## Given information

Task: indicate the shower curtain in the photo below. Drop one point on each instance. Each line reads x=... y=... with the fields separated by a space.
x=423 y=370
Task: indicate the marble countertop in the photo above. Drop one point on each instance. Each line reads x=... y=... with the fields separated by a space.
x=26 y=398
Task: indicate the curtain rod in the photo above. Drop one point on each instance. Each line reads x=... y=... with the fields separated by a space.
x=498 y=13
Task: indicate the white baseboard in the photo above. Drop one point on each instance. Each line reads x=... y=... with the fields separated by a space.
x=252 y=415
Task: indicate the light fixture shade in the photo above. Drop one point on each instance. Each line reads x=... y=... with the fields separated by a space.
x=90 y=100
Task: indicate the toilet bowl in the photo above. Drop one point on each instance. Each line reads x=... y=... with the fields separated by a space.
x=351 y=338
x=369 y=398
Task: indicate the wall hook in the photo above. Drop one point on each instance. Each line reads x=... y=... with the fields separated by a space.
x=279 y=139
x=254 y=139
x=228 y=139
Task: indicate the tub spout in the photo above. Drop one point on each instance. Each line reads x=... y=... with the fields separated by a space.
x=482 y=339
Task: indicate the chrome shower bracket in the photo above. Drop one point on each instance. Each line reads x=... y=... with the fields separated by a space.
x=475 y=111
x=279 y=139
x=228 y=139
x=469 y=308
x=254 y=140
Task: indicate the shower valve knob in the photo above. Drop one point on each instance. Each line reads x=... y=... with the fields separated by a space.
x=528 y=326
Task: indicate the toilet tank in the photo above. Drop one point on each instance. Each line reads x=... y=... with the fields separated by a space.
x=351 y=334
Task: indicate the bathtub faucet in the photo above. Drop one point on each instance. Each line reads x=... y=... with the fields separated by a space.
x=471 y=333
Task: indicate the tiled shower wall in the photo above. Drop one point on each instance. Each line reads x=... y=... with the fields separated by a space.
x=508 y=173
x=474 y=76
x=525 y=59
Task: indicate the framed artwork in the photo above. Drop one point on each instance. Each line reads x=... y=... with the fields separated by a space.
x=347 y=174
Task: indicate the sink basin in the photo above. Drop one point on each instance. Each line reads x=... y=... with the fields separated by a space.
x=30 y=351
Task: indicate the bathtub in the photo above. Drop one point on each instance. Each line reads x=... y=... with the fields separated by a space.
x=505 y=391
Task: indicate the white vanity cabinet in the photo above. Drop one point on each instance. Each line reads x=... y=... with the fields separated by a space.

## Exercise aim
The listing is to be given again exactly, line for line.

## Answer to this problem
Task: indicate the shower curtain in the photo below. Drop one point on each instance. Each line reads x=... y=... with the fields separated by a space.
x=423 y=370
Task: indicate the marble countertop in the photo above. Drop one point on each instance. Each line reads x=... y=... with the fields separated by a space.
x=26 y=398
Task: indicate the curtain rod in the photo above. Drop one point on each instance. Each line reads x=... y=... with the fields separated by a space.
x=498 y=13
Task: indicate the white baseboard in the photo above. Drop one point on each instance. Each line reads x=... y=... with the fields separated by a space.
x=252 y=415
Task: indicate the light fixture shade in the photo above. Drop one point on each instance. Each line reads x=... y=... with the fields separated by a space.
x=90 y=100
Task: indicate the toilet bowl in the photo above. Drop one point on each instance. Each line reads x=... y=... with the fields separated by a space.
x=351 y=338
x=369 y=398
Task: indicate the wall hook in the photo above. Drop one point on each instance. Each line reads x=... y=... with the fields separated by a space.
x=279 y=139
x=254 y=139
x=228 y=139
Task: indicate the tub spout in the photo above. Drop one point on each instance. Each line reads x=... y=... with the fields separated by a space.
x=482 y=339
Task: indicate the chrome shower bracket in the photo above. Drop one point on each instance. Each line reads x=... y=... with the fields separated by a space.
x=475 y=111
x=279 y=139
x=228 y=139
x=469 y=308
x=254 y=140
Task: indicate the shower valve knob in the photo above. Drop one point on each instance. Each line reads x=... y=... with the fields separated by a space.
x=528 y=326
Task: indicate the toilet tank in the photo above. Drop one point on each instance. Each line reads x=... y=... with the fields separated by a space.
x=351 y=334
Task: indicate the bathtub faucet in the photo above. Drop one point on each instance. Each line reads x=... y=... with the fields separated by a space.
x=471 y=333
Task: indicate the tiled shower wall in the photo above. Drop one point on each instance. Each line reads x=... y=... with the fields separated by a space.
x=508 y=173
x=474 y=76
x=525 y=59
Task: indicate the framed artwork in the photo above. Drop one point on each instance. Each line reads x=... y=... with the fields separated by a space.
x=347 y=174
Task: indicate the sink basin in the photo above. Drop one point on each instance. Each line reads x=... y=... with the fields separated by a space.
x=30 y=351
Task: indicate the bathtub in the photo above. Drop one point on each instance. Each line reads x=... y=... with the fields separated by a space.
x=505 y=391
Task: indicate the white vanity cabinet in the photo above. Drop one point on each instance. Each line reads x=... y=... with the fields separated by a space.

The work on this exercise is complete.